WHAT YOU SHOULD DO.
Reproduce every line of the records below without any changes, and leave out the pictures.

MATERIAL.
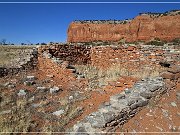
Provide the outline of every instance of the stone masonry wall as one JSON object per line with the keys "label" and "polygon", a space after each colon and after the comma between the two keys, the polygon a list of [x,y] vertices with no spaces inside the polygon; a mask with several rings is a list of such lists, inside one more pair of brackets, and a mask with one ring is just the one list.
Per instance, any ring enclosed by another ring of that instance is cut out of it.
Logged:
{"label": "stone masonry wall", "polygon": [[137,69],[140,65],[160,66],[160,62],[180,64],[180,48],[141,45],[93,47],[91,50],[91,64],[102,68],[120,64],[121,67]]}
{"label": "stone masonry wall", "polygon": [[179,63],[180,47],[153,45],[122,46],[85,46],[85,45],[50,45],[41,46],[39,53],[49,53],[70,64],[92,64],[107,68],[113,64],[121,64],[125,68],[135,69],[140,65],[160,66],[160,62]]}
{"label": "stone masonry wall", "polygon": [[14,75],[20,71],[35,69],[38,63],[38,50],[33,48],[28,54],[27,58],[23,58],[23,61],[19,60],[17,67],[0,67],[0,77],[7,75]]}
{"label": "stone masonry wall", "polygon": [[132,88],[111,96],[109,102],[102,104],[98,111],[86,116],[68,132],[83,132],[87,135],[114,132],[119,125],[123,125],[146,106],[152,97],[166,90],[161,77],[139,81]]}
{"label": "stone masonry wall", "polygon": [[50,57],[56,57],[63,61],[68,61],[70,64],[87,64],[90,62],[89,46],[84,45],[47,45],[39,48],[39,53],[44,51],[51,54]]}

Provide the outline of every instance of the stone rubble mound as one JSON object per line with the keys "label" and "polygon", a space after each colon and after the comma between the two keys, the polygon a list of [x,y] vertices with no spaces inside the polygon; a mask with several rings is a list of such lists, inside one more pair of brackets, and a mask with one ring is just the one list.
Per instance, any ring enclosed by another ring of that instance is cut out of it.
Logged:
{"label": "stone rubble mound", "polygon": [[146,106],[152,97],[165,90],[165,83],[161,77],[139,81],[132,88],[111,96],[109,102],[102,104],[98,111],[86,116],[68,132],[83,132],[90,135],[94,132],[113,132],[118,125],[123,125]]}

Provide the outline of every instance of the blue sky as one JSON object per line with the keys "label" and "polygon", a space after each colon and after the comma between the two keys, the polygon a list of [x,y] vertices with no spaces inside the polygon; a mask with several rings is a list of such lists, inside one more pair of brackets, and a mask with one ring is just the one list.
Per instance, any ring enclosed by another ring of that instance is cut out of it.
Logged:
{"label": "blue sky", "polygon": [[[9,1],[13,1],[13,0],[9,0]],[[39,1],[47,1],[47,0],[39,0]],[[73,0],[69,0],[69,1],[73,1]],[[32,43],[38,43],[38,42],[47,43],[50,41],[65,42],[67,37],[66,31],[68,25],[73,20],[90,20],[90,19],[123,20],[128,18],[134,18],[140,12],[165,12],[173,9],[180,9],[180,4],[2,4],[1,3],[0,4],[0,17],[1,17],[0,39],[6,38],[7,42],[13,42],[16,44],[20,44],[22,42],[28,43],[28,41]]]}

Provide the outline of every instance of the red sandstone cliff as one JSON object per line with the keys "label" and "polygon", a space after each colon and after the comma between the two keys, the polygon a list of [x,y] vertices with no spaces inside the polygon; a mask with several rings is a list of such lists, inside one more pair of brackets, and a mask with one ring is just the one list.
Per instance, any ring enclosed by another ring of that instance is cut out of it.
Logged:
{"label": "red sandstone cliff", "polygon": [[126,24],[72,22],[67,31],[68,42],[118,41],[128,42],[159,38],[170,41],[180,38],[180,14],[140,15]]}

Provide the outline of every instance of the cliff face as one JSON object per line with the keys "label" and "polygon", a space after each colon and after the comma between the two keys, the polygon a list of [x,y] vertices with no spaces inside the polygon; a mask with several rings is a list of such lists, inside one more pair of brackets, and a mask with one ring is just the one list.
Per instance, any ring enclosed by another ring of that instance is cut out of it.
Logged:
{"label": "cliff face", "polygon": [[68,42],[138,40],[154,38],[170,41],[180,38],[180,15],[140,15],[125,24],[72,22],[67,31]]}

TASK RESPONSE.
Provide the outline of every instance of the stone masonry wall as one JSON object per line with the keys "label" and "polygon", a space after each colon and after the comma between the two keys, the polygon a list of [x,y] vertices with no spaces inside the polygon; a mask with several rings is a list of such lists, inside one more pair of brackets, and a mask with one ring is just the one list.
Per instance, any ring enclosed by another ring of that instance is cut out of it.
Logged:
{"label": "stone masonry wall", "polygon": [[137,69],[140,65],[160,66],[160,62],[180,64],[180,48],[141,45],[93,47],[91,50],[91,64],[102,68],[120,64],[121,67]]}
{"label": "stone masonry wall", "polygon": [[179,63],[180,47],[153,45],[122,46],[85,46],[85,45],[50,45],[41,46],[39,53],[49,53],[70,64],[92,64],[107,68],[113,64],[121,64],[125,68],[135,69],[140,65],[160,66],[160,62]]}
{"label": "stone masonry wall", "polygon": [[14,75],[20,71],[35,69],[38,63],[38,50],[33,48],[28,54],[27,58],[23,58],[23,61],[19,60],[17,67],[0,67],[0,77],[7,75]]}
{"label": "stone masonry wall", "polygon": [[132,88],[111,96],[109,102],[102,104],[98,111],[86,116],[68,132],[83,132],[87,135],[114,132],[119,125],[123,125],[146,106],[152,97],[166,90],[161,77],[139,81]]}
{"label": "stone masonry wall", "polygon": [[50,57],[56,57],[63,61],[68,61],[70,64],[87,64],[90,62],[89,46],[84,45],[47,45],[39,48],[39,53],[44,51],[51,54]]}

Provide the outline of every instance of the stone rubble mound as one JSON object per line with the keys "label" and "polygon", a space after each colon and after the comma between the two keys, the polygon a list of [x,y] vertices with no spaces inside the polygon; a mask with several rings is a list of such lists, inside one more pair of brackets, and a mask with one ring is just the one list.
Per instance, any ring enclosed by another ring of that instance is cut out of it.
Logged:
{"label": "stone rubble mound", "polygon": [[146,106],[152,97],[165,90],[165,83],[161,77],[139,81],[132,88],[111,96],[109,102],[102,104],[98,111],[86,116],[68,132],[83,132],[90,135],[94,132],[113,132],[118,125],[123,125]]}

Provide the outline of every instance of the blue sky as one JSON object per line with the keys "label" and "polygon", a space after each colon and after the comma between the two keys, the polygon a list of [x,y] vertices with no spaces inside the polygon; a mask with several rings is a list of such lists, inside one more pair of brackets, and a mask with one ring is just the one list.
Per instance, any ring enclosed by another ring of that instance is cut out of it.
Logged:
{"label": "blue sky", "polygon": [[[9,1],[13,1],[13,0],[9,0]],[[39,1],[47,1],[47,0],[39,0]],[[73,0],[69,0],[69,1],[73,1]],[[32,43],[38,43],[38,42],[47,43],[50,41],[65,42],[67,37],[66,31],[68,25],[73,20],[90,20],[90,19],[123,20],[128,18],[134,18],[140,12],[165,12],[173,9],[180,9],[180,4],[2,4],[1,3],[0,4],[0,17],[1,17],[0,39],[6,38],[7,42],[13,42],[16,44],[20,44],[22,42],[28,43],[28,41]]]}

Provide the outline of every instance of the red sandstone cliff as one JSON object per line with the keys "label" and "polygon", a space after each colon and after the comma between the two keys, the polygon a list of [x,y] vertices with no spaces inside the polygon; a mask with several rings is a list of such lists, inside one more pair of brackets, and a mask with one ring is just the one list.
Per instance, any ring enclosed by another ring of that instance is cut out of it.
Logged:
{"label": "red sandstone cliff", "polygon": [[126,24],[72,22],[67,31],[68,42],[118,41],[128,42],[159,38],[170,41],[180,38],[180,14],[140,15]]}

Provide the outline of every instance of the cliff face as one JSON object per line with the keys "label" and "polygon", a space after each colon and after the comma between the two keys, the polygon a list of [x,y] vertices with no spaces inside the polygon; a mask with several rings is a list of such lists, inside one more pair of brackets, and a mask with one ring is just the one list.
Per instance, any ring enclosed by another ring of that instance is cut out of it.
Logged:
{"label": "cliff face", "polygon": [[68,42],[138,40],[154,38],[170,41],[180,38],[180,15],[140,15],[125,24],[72,22],[67,31]]}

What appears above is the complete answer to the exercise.